» **RECORDS FOR THIS TASK**:
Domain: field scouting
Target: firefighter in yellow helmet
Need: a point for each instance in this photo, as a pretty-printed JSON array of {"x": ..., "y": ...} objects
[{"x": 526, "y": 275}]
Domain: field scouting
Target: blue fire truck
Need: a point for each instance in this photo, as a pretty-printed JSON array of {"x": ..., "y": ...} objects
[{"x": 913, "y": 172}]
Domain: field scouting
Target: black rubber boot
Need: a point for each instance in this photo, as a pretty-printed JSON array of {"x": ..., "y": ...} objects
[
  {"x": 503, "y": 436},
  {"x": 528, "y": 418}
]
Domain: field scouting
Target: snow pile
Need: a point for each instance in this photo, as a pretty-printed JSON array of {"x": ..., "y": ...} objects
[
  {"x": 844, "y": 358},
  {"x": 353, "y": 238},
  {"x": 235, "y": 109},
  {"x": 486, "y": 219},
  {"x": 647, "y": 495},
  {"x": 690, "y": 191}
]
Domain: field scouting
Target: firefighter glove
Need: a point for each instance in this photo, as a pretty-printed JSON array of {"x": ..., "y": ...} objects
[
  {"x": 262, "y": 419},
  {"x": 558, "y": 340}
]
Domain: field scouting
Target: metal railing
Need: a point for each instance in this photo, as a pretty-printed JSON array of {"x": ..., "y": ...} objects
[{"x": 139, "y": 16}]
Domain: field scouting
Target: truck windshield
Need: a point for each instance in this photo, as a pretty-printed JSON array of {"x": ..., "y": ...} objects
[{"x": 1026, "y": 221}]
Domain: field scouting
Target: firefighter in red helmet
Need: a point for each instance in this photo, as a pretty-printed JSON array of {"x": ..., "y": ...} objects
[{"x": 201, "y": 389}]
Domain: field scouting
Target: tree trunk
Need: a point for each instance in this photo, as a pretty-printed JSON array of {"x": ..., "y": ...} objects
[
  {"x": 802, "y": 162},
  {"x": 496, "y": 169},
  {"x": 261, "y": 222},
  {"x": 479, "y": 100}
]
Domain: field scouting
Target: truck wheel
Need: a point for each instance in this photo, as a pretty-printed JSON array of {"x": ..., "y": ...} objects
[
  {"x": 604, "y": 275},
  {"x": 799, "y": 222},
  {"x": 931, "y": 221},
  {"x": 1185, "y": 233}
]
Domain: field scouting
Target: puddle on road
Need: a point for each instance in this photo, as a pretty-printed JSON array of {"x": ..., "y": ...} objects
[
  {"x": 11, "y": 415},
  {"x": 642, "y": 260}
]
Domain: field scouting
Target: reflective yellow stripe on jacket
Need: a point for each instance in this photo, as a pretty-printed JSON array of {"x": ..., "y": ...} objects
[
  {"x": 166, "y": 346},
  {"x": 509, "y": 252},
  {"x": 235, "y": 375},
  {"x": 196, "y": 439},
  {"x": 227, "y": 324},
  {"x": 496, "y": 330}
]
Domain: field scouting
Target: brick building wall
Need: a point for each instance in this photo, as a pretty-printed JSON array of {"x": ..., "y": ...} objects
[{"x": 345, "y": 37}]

» **TASK PROMPT**:
Transcribe all of the entries without altering anything.

» **RESULT OF THE TASK**:
Domain: field scouting
Target: firefighter in yellow helmet
Need: a point for each instance in this photo, as a pretty-printed JSON array of {"x": ..., "y": ...} objects
[{"x": 526, "y": 275}]
Domain: field scouting
Target: blue fire truck
Need: a point for each instance in this photo, as a pretty-printed JSON array of {"x": ..., "y": ...} objects
[{"x": 913, "y": 172}]
Domain: field scouting
Target: black rubber boot
Need: a point for each instance in this photo, as a pretty-printed JSON array of {"x": ..., "y": ...} objects
[
  {"x": 503, "y": 436},
  {"x": 528, "y": 418}
]
Domain: field scouting
Target: snow pile
Need: a point for each instance in this photo, as a pretty-printed JSON array of {"x": ..., "y": ...} objects
[
  {"x": 844, "y": 358},
  {"x": 353, "y": 238},
  {"x": 235, "y": 109},
  {"x": 486, "y": 219},
  {"x": 647, "y": 495},
  {"x": 690, "y": 191}
]
Domain: field scouting
Target: firefighter glove
Need: a point for each instance in this photo, as a pretty-printed JSON array of {"x": ..., "y": ...} objects
[
  {"x": 262, "y": 419},
  {"x": 558, "y": 340}
]
Domain: field scouting
Target: metal railing
Need: a point for each instance in this photo, as a pretty-printed JSON array of {"x": ..., "y": ...} objects
[{"x": 139, "y": 16}]
Domain: field scouting
Target: truck windshield
Need: a point for each instance in this photo, as a pretty-printed JSON array of {"x": ..., "y": ...} objects
[{"x": 1026, "y": 221}]
Domain: field scouting
Target: firefighter in red helmet
Need: a point for each instance in this photo, as a pretty-printed JSON array of {"x": ..., "y": ...} objects
[{"x": 201, "y": 389}]
Domain: field scouting
Target: tree trunk
Need: a point for each instance in this photo, as a pretty-printed JSON array of {"x": ..., "y": ...} objects
[
  {"x": 802, "y": 162},
  {"x": 496, "y": 169},
  {"x": 261, "y": 222},
  {"x": 479, "y": 100}
]
Domain: field scouting
Target: truck wheel
Need: a point for each instance in this photo, as a pretty-printed JSON array of {"x": ..., "y": ...} objects
[
  {"x": 604, "y": 275},
  {"x": 799, "y": 222},
  {"x": 931, "y": 221},
  {"x": 1185, "y": 233}
]
Domain: field scouting
Target: puddle on road
Need: a point for each instance in this photo, as a pretty-printed JSON array of {"x": ..., "y": ...} objects
[
  {"x": 11, "y": 415},
  {"x": 642, "y": 260}
]
Domain: field scouting
Target: reflective yellow stripe on jacket
Need: a point for each instance in this photo, as a pretty-printed JSON array of {"x": ..., "y": ...} objects
[
  {"x": 166, "y": 346},
  {"x": 509, "y": 252},
  {"x": 235, "y": 375},
  {"x": 196, "y": 439},
  {"x": 227, "y": 324},
  {"x": 496, "y": 330}
]
Domain: field scouting
Target: brick building wall
Need: a point for each instance in this photo, as a pretty-printed JSON array of {"x": ..., "y": ...} objects
[{"x": 345, "y": 37}]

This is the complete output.